### Work required
Rewrite the listing below as a JSON list of strings, with one string for each line and blank lines left out. Leave the pictures out of the answer.

### Input for this task
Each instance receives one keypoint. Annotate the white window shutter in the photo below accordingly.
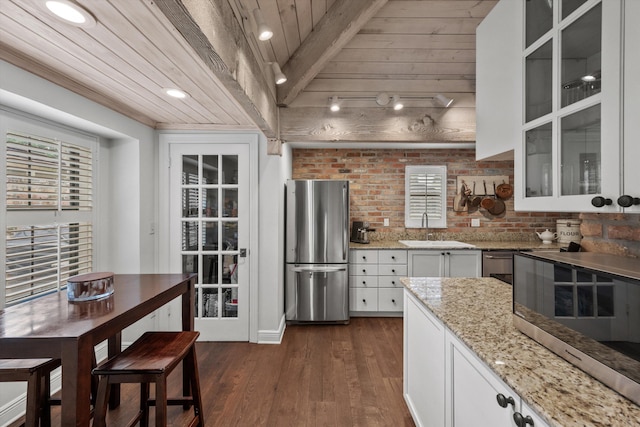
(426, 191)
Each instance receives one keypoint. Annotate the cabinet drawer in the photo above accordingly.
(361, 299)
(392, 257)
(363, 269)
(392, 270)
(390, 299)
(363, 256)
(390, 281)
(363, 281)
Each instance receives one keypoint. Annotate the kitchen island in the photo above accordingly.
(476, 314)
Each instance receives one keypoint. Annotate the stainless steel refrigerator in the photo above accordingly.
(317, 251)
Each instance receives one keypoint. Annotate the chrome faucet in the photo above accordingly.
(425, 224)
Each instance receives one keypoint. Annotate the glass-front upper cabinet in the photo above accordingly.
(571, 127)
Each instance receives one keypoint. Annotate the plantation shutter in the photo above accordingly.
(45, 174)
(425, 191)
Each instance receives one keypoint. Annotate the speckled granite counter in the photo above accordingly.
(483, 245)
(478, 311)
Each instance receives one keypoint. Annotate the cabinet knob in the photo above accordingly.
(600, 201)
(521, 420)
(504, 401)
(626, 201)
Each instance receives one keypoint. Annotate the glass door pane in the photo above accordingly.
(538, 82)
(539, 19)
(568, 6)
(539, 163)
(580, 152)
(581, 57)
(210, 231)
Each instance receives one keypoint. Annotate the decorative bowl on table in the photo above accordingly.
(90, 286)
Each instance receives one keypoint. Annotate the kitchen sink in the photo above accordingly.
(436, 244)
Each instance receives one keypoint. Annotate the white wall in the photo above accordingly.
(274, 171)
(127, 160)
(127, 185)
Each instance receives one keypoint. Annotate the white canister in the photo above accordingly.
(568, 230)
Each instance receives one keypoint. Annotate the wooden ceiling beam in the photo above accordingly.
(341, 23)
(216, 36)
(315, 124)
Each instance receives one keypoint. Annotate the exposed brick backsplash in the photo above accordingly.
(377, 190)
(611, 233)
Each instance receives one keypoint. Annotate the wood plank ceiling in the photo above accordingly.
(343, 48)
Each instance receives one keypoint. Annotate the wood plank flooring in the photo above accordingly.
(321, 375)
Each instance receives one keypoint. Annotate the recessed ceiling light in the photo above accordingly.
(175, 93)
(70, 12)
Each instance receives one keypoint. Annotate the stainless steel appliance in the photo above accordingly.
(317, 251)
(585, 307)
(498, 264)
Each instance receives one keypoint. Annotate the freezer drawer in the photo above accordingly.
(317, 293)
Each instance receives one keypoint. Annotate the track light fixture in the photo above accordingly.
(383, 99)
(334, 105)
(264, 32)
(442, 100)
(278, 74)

### Exercise answer
[
  "Each instance receives one keypoint. Annotate the white window shutter in the photo below accordingly.",
  "(426, 191)",
  "Each instance receives one keypoint. Annotate the cabinet drawer in the photo above accordingly.",
  "(361, 299)",
  "(392, 257)",
  "(363, 269)",
  "(392, 270)",
  "(390, 299)",
  "(363, 256)",
  "(390, 281)",
  "(363, 281)",
  "Each instance receives one keypoint. Annotate the kitchen island in the photo above accordingly.",
  "(476, 314)",
  "Each instance receives one keypoint. Annotate the stainless steel refrigerator in the photo above accordingly.",
  "(317, 251)",
  "Each instance receives one keypoint. Annotate the chrome faucet in the photo above accordingly.",
  "(425, 224)",
  "Each instance receives one keypoint. Annotate the glass-front upper cabinet in the photo above accordingly.",
  "(571, 127)",
  "Each instance receives one keypoint. Annotate the plantation shutter in the photo above accordingly.",
  "(45, 174)",
  "(425, 191)",
  "Each instance receives one keypoint. Annotate the speckled granite counter in the photo above accordingly.",
  "(483, 245)",
  "(478, 311)",
  "Each instance receives one keypoint. Annotate the cabinet knob in the photo above accordingly.",
  "(600, 201)",
  "(521, 420)",
  "(504, 401)",
  "(626, 201)",
  "Each instance receives one keypoint. Annotate the glass door pane in the photo above accordingly.",
  "(538, 82)",
  "(539, 19)",
  "(568, 6)",
  "(539, 163)",
  "(580, 152)",
  "(581, 57)",
  "(210, 231)",
  "Each instance receives one keypoint. Annotate the decorative bowl on table in the photo above accordingly.",
  "(90, 286)",
  "Each instance receives one keypoint. Annotate the kitchen sink in the photo above accordingly.",
  "(436, 244)",
  "Each instance receives one keypoint. Annotate the white wall in the photo above accordingly.",
  "(274, 171)",
  "(127, 160)",
  "(127, 185)",
  "Each instance receives one keypoint. Annotate the white canister in the photo above accordingly.",
  "(568, 230)",
  "Each instance receives one keypoint. Annotate the wooden ceiling beam in the photo above accordingly.",
  "(341, 23)",
  "(216, 36)",
  "(315, 124)",
  "Each instance receives one keypoint. Annotate the exposed brick backsplash in the photo above accordingly.",
  "(377, 190)",
  "(611, 233)",
  "Each instance receives one keypoint. Annotate the wood plank ceiling in the photo above accordingly.",
  "(343, 48)",
  "Each instance receives one keypoint. Annotate the wood plank flooring in the photo above accordingly.",
  "(321, 375)",
  "Each instance receives one keypoint. Annotate the recessed ceiling light in the photo above accordingly.",
  "(175, 93)",
  "(70, 12)",
  "Each instance receives one keypoint. Annotate the stainless steel appliance in the photo above accordingly.",
  "(317, 251)",
  "(585, 307)",
  "(498, 264)",
  "Each instance receives one keypoint. Annotate the freezer drawer in the photo above accordingly.",
  "(317, 293)",
  "Each instance receives one keypoint. Annotate the track light fixture in the photo above accordingly.",
  "(383, 99)",
  "(334, 105)",
  "(264, 32)",
  "(442, 100)",
  "(278, 74)"
]